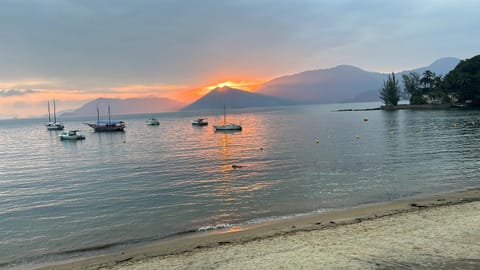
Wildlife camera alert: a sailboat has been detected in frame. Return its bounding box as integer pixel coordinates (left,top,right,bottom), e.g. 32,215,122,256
213,104,242,131
84,105,125,132
45,99,64,130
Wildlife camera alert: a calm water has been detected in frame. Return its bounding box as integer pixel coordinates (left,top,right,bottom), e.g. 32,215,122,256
0,104,480,267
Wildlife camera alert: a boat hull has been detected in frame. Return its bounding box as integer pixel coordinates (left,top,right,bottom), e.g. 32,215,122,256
45,123,64,130
213,124,242,131
192,118,208,126
87,123,125,132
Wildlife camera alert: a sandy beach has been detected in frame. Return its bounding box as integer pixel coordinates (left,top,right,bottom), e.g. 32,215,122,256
36,189,480,270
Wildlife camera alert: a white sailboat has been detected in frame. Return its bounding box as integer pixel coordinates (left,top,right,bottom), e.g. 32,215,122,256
45,99,64,130
213,104,242,131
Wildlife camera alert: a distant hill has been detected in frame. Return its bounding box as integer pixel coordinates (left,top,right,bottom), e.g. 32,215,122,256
182,86,295,111
257,57,460,104
62,97,185,117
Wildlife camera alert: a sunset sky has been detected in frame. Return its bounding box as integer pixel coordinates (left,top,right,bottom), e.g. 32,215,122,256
0,0,480,119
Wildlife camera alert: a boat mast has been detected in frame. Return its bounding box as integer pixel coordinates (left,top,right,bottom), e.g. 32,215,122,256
53,99,57,123
47,101,52,122
223,104,227,125
97,104,100,124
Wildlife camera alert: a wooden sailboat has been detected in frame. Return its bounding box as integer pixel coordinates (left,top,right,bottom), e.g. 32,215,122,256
84,105,126,132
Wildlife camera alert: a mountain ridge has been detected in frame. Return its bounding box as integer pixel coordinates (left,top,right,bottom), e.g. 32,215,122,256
182,86,295,111
257,57,460,104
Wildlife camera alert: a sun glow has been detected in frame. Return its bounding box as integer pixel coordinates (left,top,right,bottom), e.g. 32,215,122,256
206,81,263,92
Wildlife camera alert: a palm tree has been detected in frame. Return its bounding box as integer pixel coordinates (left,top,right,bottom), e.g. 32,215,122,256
420,70,435,89
380,72,400,106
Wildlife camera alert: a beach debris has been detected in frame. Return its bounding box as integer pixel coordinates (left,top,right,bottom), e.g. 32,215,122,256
410,203,427,208
197,223,232,232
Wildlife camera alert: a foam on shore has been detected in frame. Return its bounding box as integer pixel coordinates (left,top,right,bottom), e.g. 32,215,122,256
31,188,480,270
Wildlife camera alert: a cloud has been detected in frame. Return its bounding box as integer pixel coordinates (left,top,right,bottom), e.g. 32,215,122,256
0,89,37,97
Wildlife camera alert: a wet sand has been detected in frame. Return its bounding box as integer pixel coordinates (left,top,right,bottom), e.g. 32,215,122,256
36,189,480,270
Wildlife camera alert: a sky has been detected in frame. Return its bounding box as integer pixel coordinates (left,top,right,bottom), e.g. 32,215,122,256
0,0,480,119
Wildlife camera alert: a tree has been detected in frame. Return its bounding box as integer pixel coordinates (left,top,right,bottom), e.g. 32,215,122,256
444,55,480,107
420,70,435,90
380,72,400,106
402,72,427,105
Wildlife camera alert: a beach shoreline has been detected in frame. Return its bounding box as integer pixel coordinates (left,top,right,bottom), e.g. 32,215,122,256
29,188,480,270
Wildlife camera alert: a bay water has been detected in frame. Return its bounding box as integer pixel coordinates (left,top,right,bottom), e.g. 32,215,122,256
0,103,480,268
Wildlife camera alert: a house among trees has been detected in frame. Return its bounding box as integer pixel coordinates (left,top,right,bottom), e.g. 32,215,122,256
380,55,480,107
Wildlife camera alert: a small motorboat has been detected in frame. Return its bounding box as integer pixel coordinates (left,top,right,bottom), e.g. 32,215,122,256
58,130,85,141
146,118,160,126
192,118,208,126
213,124,242,131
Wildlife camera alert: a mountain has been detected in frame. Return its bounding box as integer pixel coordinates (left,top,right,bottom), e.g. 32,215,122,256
62,97,184,117
257,57,460,104
182,86,295,111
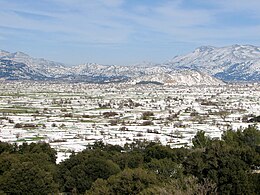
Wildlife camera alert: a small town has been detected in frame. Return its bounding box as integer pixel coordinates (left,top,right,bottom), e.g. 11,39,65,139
0,81,260,163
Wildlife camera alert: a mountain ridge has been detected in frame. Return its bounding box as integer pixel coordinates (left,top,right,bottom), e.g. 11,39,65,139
0,44,260,84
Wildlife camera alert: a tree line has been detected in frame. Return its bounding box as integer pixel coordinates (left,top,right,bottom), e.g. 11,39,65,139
0,126,260,195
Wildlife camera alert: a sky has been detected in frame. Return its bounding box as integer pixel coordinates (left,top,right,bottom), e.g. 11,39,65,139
0,0,260,65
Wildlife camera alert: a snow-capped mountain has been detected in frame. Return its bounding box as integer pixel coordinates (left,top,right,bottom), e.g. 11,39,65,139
167,45,260,81
132,70,224,86
0,47,246,85
0,50,68,78
0,59,47,80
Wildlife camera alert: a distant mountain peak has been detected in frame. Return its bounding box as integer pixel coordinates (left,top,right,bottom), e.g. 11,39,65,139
0,44,260,84
167,44,260,81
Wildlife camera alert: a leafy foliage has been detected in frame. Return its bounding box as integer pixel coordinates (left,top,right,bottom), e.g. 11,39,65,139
0,126,260,195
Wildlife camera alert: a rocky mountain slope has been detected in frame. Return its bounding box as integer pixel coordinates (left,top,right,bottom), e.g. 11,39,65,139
5,45,260,85
164,45,260,81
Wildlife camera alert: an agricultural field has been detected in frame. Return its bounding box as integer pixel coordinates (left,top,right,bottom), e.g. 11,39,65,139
0,81,260,162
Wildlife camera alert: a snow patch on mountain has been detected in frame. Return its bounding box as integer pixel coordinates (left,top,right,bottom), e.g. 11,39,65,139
164,45,260,81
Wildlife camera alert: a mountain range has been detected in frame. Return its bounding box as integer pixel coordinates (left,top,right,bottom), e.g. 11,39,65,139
0,45,260,85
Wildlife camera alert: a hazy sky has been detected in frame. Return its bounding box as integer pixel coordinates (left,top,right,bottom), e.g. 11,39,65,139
0,0,260,65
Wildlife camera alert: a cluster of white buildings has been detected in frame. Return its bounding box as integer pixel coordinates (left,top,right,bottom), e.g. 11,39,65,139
0,81,260,162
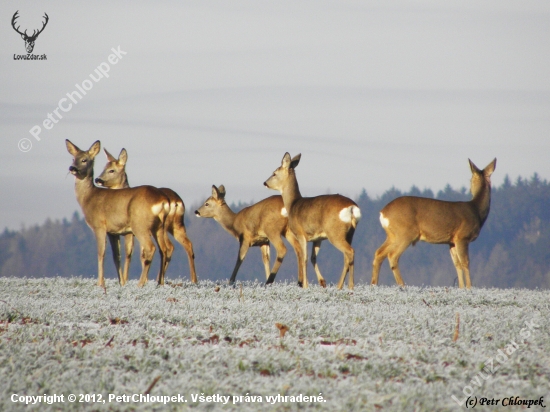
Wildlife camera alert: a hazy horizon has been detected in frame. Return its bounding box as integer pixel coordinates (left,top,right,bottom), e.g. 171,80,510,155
0,0,550,229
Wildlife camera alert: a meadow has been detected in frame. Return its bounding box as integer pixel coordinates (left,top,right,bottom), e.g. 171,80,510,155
0,277,550,411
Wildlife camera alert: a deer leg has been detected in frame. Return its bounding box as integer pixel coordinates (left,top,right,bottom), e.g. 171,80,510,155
296,236,308,289
134,231,156,288
122,233,134,284
265,234,286,285
376,237,391,285
107,233,124,286
260,243,271,280
449,244,464,289
95,231,107,287
155,229,174,285
456,242,472,289
286,230,307,287
388,242,409,287
311,239,327,288
171,222,197,283
228,238,249,285
153,224,170,286
329,233,355,290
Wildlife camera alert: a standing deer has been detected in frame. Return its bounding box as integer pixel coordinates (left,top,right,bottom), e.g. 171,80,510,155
95,148,197,283
65,140,170,287
195,185,288,285
11,10,50,53
371,159,497,289
264,153,361,289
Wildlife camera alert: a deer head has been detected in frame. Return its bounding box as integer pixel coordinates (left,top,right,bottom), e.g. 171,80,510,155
11,10,49,53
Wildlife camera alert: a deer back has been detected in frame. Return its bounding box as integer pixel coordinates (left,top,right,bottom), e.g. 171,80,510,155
234,195,288,236
289,194,360,238
380,196,482,243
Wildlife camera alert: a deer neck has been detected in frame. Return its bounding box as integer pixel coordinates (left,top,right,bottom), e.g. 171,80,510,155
113,173,130,189
214,203,239,238
281,170,302,210
74,167,100,210
472,182,491,226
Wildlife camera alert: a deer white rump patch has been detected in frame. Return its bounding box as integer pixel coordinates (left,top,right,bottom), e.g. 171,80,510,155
338,206,361,223
380,212,390,228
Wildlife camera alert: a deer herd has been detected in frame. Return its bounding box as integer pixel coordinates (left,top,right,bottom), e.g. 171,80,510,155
65,140,496,289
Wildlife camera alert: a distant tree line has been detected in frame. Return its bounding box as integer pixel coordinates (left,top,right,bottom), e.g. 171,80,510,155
0,174,550,288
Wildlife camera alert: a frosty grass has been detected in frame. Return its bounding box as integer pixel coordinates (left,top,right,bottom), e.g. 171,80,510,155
0,278,550,411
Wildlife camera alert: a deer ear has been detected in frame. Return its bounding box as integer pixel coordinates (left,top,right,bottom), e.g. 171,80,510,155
103,148,116,162
212,185,220,199
65,139,82,157
290,153,302,169
483,157,497,176
88,140,101,159
468,159,481,174
117,148,128,166
281,152,290,169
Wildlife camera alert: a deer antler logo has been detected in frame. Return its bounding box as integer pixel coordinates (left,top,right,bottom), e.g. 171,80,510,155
11,10,50,53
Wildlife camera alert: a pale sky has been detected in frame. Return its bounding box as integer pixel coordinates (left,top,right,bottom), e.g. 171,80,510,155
0,0,550,230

━━━━━━━━━━━━━━━━

## [PROBLEM]
Reproduce verbatim the part of the records above that begins with the line containing "Wildlife camera alert: a deer ear" and runs through the end of the records, including both ends.

## [IN RESPONSE]
Wildlife camera alert: a deer ear has been detected in frame. Return its bounding box as integer pixel coordinates (left,top,right,bottom), e.g. 171,80,510,155
103,148,116,162
212,185,220,199
65,139,82,157
290,153,302,169
483,157,497,176
88,140,101,159
468,159,481,174
117,148,128,166
281,152,290,169
Wildlife camera alert: a deer antler logo has been detected in frame. Return its bounding box as integer pixel coordinates (left,top,right,bottom), e.g. 171,80,510,155
11,10,50,53
Wildlife camera alert: a pale sky has been detected in frame. Return its bounding box as integer pixel coordinates (left,top,right,bottom), e.g. 171,80,510,155
0,0,550,230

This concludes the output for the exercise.